Exercise prompt =>
Extract every line of the material that holds the string "bumpy".

Data extract =>
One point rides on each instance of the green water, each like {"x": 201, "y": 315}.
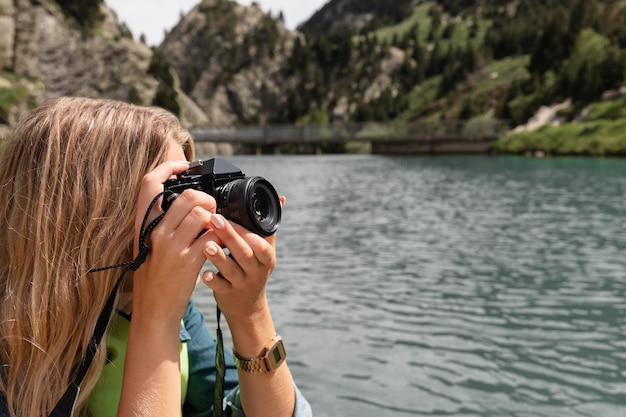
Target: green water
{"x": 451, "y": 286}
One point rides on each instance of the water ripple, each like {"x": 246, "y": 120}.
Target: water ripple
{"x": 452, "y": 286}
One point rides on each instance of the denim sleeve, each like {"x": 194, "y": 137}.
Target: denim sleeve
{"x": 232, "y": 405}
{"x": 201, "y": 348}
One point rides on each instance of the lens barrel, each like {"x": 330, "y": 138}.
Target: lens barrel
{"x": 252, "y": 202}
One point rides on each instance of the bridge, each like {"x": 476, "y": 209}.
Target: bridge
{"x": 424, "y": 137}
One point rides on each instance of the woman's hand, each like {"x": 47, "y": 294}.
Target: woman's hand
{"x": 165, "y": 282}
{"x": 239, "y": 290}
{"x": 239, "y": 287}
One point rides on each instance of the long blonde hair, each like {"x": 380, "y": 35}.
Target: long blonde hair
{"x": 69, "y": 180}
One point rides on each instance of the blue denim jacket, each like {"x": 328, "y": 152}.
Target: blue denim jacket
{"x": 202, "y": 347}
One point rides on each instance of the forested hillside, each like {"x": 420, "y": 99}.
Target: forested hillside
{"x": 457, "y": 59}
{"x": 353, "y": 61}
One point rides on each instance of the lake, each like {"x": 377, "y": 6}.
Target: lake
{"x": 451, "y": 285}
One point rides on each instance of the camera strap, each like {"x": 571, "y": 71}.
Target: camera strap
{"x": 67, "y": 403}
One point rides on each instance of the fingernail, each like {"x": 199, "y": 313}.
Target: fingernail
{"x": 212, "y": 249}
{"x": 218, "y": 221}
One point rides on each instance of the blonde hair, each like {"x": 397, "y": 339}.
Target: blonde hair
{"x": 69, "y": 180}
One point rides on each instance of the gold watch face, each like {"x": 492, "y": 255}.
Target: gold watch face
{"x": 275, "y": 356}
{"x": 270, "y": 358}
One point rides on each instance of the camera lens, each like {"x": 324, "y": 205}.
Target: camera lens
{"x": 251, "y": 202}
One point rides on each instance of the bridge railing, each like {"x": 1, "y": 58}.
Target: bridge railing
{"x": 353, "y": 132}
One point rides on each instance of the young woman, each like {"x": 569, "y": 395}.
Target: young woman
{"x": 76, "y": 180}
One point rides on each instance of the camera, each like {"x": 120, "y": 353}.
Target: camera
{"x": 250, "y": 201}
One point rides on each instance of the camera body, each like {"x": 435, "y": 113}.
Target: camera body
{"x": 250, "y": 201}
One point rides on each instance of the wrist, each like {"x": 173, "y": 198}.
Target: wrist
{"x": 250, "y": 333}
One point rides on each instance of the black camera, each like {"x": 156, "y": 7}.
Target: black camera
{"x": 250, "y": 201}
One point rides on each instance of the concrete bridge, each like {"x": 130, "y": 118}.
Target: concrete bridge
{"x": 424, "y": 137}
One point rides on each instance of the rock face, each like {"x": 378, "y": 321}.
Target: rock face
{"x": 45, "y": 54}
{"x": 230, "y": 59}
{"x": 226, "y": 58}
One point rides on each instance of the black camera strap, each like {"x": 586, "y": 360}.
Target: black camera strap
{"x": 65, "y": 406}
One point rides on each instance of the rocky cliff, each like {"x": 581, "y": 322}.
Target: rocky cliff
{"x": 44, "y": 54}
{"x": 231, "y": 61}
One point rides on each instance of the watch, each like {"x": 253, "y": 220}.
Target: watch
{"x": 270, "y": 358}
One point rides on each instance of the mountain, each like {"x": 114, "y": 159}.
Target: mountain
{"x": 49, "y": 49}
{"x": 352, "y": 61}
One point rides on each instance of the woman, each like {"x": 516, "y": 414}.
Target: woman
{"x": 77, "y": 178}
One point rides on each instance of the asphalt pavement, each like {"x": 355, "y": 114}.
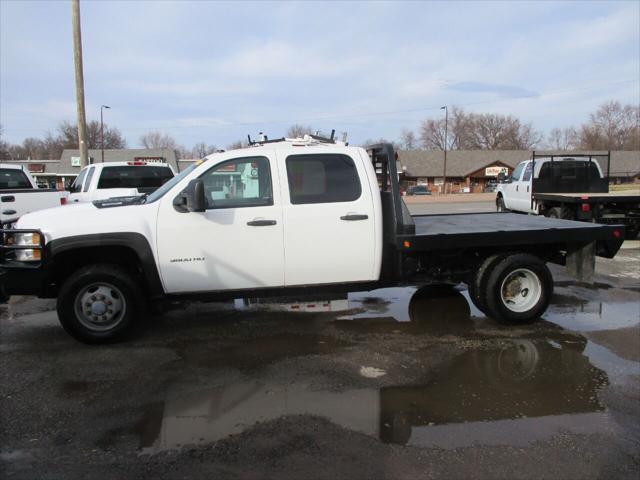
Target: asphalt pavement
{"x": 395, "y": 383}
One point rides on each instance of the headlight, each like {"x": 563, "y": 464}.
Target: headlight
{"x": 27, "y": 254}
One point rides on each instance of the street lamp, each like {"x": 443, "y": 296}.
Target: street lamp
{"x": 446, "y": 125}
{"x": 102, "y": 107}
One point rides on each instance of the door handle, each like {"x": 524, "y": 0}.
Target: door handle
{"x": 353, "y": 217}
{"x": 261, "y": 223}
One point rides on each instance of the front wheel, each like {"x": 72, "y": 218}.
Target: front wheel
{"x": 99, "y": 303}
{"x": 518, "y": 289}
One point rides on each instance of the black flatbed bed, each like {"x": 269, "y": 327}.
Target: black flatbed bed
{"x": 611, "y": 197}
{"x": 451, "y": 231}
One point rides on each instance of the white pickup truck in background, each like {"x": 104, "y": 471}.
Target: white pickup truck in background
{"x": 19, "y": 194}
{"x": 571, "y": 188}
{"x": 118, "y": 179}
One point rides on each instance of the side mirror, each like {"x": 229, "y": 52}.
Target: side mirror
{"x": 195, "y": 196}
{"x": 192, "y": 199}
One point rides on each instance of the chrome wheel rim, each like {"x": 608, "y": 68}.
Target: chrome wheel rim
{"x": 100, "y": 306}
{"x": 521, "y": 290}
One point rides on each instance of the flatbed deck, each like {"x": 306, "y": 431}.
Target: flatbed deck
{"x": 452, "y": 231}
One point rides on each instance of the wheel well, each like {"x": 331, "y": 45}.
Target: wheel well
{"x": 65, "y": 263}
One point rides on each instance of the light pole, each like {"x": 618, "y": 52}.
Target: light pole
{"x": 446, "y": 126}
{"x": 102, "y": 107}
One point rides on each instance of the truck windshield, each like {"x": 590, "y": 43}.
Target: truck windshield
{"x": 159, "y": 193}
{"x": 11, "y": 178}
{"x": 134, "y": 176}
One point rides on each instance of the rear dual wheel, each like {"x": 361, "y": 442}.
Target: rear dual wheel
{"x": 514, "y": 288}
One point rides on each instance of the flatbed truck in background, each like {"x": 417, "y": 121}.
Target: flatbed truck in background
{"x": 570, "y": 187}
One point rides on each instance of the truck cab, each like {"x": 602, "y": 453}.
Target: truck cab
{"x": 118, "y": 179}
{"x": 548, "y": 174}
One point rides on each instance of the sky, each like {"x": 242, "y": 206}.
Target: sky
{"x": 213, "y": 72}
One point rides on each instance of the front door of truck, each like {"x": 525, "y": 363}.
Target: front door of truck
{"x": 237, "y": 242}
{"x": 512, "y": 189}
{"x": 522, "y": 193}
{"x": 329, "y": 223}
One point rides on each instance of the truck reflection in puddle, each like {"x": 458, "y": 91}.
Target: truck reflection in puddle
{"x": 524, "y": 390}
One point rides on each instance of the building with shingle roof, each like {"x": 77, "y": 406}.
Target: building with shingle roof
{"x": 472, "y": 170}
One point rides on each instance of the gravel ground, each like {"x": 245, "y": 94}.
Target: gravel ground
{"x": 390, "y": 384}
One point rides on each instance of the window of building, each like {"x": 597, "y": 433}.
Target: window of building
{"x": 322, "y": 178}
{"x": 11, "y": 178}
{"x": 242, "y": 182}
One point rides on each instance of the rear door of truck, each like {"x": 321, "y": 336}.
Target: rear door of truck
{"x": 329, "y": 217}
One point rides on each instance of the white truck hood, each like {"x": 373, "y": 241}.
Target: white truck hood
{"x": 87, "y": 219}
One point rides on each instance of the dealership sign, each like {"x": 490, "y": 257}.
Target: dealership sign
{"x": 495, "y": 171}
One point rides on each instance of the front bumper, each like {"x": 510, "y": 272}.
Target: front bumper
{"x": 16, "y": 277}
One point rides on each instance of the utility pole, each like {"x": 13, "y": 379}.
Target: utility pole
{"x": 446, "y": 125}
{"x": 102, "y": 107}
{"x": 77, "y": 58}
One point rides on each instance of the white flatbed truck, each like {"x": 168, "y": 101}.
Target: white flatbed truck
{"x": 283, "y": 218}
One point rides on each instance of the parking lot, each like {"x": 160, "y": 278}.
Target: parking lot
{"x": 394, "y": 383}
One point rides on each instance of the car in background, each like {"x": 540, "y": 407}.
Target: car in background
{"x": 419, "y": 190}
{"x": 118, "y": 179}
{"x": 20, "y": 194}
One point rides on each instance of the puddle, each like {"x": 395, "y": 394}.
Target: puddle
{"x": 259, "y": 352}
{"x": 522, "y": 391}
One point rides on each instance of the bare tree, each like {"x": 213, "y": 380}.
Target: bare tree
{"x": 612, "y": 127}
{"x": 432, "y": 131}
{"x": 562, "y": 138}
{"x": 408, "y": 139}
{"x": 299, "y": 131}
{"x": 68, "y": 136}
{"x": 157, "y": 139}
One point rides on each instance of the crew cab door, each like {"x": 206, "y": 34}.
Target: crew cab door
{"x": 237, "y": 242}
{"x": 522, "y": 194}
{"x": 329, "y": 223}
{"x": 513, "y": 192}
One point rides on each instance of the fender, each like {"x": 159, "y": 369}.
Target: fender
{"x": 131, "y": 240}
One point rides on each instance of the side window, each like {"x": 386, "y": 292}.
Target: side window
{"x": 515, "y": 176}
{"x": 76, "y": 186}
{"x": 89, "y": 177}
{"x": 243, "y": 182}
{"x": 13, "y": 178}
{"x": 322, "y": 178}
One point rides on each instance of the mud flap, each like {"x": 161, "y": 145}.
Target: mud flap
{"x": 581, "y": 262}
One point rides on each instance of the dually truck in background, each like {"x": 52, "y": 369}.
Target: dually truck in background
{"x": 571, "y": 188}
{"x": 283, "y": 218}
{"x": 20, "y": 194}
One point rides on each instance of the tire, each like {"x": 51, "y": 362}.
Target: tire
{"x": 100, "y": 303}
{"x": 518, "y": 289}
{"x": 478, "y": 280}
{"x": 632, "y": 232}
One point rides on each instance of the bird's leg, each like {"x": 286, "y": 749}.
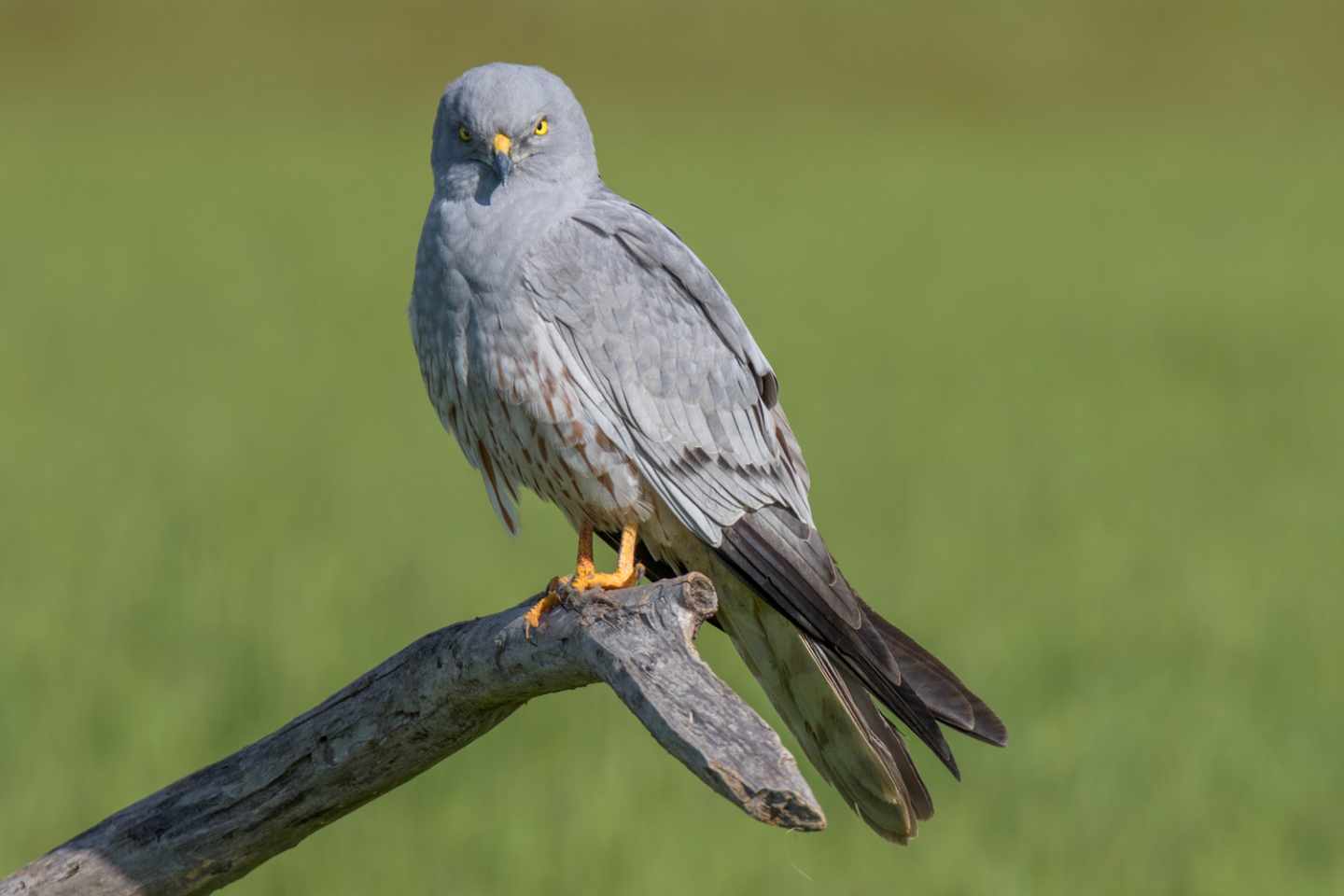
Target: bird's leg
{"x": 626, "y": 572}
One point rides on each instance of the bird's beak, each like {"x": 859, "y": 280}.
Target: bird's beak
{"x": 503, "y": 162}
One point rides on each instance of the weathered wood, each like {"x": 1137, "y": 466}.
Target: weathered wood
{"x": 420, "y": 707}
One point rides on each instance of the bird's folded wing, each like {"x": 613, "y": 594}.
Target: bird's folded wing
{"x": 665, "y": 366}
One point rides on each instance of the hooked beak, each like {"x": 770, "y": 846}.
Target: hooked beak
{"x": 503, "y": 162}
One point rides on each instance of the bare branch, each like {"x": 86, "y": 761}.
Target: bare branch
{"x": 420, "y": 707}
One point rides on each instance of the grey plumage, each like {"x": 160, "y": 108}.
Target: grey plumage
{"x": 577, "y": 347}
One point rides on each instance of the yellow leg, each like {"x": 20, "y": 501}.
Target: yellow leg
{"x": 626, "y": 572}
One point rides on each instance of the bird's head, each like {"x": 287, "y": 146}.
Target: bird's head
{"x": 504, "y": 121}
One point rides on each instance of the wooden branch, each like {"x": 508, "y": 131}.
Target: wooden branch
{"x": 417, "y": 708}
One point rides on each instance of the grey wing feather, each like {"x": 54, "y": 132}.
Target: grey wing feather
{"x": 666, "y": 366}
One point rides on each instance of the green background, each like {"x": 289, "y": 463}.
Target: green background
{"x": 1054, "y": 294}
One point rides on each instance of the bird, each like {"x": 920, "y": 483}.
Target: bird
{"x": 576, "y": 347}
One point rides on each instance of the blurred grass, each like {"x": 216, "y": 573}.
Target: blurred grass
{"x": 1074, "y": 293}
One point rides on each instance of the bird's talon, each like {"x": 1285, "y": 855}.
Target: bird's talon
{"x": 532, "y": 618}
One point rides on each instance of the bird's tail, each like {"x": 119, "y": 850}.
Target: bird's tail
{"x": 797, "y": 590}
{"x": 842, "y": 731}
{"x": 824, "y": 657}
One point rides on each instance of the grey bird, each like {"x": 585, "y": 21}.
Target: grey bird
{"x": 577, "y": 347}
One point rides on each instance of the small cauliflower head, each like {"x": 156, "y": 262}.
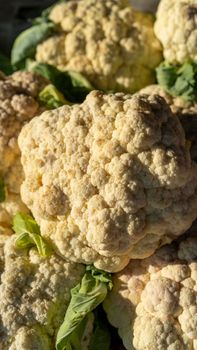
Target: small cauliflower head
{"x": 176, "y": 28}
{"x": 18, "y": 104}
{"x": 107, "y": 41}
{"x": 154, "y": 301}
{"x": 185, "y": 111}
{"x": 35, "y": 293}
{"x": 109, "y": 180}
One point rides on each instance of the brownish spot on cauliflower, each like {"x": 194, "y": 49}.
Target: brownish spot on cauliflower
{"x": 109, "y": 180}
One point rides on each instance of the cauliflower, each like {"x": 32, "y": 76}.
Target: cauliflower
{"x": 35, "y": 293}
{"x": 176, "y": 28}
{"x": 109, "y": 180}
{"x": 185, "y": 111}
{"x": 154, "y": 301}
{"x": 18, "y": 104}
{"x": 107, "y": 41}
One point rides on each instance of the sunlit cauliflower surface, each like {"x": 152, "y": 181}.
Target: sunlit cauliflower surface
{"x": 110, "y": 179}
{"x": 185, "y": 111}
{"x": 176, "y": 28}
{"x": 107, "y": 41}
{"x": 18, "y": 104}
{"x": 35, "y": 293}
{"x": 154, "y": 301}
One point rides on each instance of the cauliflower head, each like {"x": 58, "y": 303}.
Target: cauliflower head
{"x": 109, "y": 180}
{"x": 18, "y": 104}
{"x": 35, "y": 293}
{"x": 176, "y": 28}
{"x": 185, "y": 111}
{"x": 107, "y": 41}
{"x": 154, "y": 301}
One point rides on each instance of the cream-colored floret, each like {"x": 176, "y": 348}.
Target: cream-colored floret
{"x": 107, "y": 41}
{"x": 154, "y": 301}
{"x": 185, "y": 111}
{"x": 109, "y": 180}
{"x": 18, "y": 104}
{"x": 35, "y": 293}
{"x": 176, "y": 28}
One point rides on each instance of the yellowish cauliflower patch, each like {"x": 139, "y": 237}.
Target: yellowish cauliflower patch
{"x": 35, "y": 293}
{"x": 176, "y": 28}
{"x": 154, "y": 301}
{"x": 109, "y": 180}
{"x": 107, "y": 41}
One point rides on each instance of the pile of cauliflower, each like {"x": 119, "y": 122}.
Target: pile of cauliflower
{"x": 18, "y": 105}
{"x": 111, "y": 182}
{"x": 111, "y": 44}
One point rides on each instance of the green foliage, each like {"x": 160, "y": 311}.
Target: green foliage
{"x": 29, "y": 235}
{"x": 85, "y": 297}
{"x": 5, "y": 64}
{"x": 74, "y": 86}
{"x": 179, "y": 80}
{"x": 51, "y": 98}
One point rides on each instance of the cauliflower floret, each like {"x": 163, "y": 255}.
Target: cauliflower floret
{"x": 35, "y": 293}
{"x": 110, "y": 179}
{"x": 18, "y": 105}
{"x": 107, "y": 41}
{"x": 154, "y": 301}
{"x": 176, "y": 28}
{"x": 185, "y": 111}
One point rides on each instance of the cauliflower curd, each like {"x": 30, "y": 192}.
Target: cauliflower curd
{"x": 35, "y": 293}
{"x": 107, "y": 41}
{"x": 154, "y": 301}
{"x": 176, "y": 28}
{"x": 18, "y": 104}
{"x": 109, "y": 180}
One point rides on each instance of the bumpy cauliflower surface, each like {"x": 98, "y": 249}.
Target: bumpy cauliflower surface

Solved exercise =>
One point rides on each instance of the bumpy cauliflower surface, each like {"x": 98, "y": 249}.
Target: bumpy cauliflower surface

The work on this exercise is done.